┌─ Extracted data

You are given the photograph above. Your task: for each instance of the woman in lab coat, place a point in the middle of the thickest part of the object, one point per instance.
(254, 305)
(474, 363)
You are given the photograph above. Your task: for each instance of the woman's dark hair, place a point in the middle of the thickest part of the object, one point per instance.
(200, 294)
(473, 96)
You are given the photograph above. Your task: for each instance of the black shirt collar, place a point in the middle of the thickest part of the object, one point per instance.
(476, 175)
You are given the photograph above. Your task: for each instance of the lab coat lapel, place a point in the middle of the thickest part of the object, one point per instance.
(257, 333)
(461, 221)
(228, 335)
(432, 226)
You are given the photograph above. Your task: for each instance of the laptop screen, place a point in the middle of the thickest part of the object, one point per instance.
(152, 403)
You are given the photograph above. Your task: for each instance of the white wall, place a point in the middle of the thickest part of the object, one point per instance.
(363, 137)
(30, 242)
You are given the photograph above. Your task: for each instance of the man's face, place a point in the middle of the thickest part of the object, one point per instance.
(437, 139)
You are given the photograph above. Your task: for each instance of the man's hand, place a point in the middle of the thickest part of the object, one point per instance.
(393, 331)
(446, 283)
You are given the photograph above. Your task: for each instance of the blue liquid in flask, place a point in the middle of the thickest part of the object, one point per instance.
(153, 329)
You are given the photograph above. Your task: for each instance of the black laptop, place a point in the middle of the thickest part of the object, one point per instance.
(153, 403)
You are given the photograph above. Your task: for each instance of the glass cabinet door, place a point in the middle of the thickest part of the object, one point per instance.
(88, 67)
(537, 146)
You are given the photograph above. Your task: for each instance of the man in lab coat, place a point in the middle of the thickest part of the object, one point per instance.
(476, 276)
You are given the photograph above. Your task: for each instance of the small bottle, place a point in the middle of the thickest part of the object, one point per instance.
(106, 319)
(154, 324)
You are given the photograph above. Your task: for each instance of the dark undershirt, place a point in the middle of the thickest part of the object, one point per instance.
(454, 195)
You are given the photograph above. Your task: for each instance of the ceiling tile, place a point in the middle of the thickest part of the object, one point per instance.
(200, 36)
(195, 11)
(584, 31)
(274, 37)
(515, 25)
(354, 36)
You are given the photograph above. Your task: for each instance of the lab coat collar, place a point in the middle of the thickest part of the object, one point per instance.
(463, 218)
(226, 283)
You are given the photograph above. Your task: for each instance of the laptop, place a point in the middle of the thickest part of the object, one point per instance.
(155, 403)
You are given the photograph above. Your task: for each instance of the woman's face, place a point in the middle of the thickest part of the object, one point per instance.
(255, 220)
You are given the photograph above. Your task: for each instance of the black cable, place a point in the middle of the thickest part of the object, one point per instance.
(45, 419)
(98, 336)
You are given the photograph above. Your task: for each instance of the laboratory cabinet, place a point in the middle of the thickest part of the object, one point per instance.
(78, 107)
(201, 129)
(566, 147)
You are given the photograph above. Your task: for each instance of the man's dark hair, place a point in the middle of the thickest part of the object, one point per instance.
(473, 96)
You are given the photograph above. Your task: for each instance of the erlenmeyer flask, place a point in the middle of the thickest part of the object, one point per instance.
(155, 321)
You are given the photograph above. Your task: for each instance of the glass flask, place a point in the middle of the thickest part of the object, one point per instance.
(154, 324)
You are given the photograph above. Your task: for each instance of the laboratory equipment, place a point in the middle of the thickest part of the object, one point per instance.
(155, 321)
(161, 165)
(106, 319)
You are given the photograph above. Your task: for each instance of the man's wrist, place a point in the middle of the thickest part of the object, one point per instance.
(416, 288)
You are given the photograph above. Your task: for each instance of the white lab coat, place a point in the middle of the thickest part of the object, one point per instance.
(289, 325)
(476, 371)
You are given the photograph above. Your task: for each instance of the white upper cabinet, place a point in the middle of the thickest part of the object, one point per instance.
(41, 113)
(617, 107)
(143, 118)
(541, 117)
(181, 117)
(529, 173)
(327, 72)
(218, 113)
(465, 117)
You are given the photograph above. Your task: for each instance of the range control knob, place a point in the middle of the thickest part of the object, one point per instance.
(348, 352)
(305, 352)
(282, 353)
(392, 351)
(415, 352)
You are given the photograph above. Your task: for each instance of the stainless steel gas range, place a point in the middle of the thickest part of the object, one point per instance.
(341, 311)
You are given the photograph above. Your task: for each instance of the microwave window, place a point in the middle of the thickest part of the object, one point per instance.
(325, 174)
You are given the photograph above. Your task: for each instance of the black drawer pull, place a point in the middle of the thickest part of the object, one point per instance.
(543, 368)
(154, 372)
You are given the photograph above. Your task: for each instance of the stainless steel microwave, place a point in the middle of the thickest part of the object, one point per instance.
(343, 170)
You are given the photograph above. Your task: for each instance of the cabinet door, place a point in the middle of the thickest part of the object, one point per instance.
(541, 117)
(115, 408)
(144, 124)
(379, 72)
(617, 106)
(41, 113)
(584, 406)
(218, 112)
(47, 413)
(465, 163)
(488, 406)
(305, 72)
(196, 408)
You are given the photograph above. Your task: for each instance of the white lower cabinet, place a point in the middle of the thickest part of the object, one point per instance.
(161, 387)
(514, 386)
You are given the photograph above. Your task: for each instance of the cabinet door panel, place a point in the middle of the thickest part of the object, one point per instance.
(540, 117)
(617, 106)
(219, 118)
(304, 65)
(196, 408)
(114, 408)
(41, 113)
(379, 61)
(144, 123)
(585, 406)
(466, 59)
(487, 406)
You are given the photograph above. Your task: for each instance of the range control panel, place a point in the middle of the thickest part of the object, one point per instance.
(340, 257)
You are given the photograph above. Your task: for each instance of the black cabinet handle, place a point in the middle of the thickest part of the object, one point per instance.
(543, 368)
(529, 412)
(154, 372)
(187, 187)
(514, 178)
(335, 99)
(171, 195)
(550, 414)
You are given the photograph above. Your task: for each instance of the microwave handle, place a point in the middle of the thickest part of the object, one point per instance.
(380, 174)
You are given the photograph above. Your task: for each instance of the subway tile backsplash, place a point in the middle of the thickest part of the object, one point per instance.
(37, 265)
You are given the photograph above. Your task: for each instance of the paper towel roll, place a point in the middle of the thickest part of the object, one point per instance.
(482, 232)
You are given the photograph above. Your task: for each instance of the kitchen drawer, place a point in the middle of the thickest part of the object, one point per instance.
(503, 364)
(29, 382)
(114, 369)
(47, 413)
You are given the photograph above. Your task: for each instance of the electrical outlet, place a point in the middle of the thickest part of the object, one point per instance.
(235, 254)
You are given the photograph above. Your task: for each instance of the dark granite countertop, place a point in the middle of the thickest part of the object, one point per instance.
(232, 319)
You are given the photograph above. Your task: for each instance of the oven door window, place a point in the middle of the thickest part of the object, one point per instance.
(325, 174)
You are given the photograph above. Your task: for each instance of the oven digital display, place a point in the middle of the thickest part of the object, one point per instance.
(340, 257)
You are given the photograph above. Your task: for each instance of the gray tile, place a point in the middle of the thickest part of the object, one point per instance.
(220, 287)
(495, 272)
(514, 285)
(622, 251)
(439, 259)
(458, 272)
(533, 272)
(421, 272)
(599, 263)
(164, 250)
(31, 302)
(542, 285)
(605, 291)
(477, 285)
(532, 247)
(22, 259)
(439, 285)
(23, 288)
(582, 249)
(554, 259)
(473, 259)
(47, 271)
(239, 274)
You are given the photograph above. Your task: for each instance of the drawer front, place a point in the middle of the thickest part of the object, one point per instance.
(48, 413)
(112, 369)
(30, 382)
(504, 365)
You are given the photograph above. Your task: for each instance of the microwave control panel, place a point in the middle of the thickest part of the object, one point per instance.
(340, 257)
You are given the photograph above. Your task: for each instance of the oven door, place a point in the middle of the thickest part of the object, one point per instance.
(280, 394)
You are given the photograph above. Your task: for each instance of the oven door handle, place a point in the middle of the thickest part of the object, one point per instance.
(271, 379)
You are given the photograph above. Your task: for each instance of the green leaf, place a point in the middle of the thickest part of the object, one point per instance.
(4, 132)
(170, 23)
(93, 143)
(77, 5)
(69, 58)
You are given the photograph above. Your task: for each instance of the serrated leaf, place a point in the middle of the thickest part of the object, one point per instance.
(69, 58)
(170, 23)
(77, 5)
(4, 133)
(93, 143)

└─

**Problem description:**
Copy the records word for word, starting at the line that contains "door handle, place" and ending with the last line of the records.

**Problem solution:**
You are given the photograph above. Your task: for each instance of the oven door handle, place a point in the middle of the thickest part of the object, one point per instance.
(271, 379)
You are given the photograph above. Your task: for each instance of the green leaf, place a point in the middle of the thickest part of the object, one point per instance.
(4, 132)
(170, 23)
(93, 143)
(77, 5)
(69, 58)
You are given the photograph above. Your task: for each instance of the serrated leaf, place a point in the middle of the thickest part of the object, one point per instance.
(69, 58)
(170, 23)
(77, 5)
(4, 133)
(93, 143)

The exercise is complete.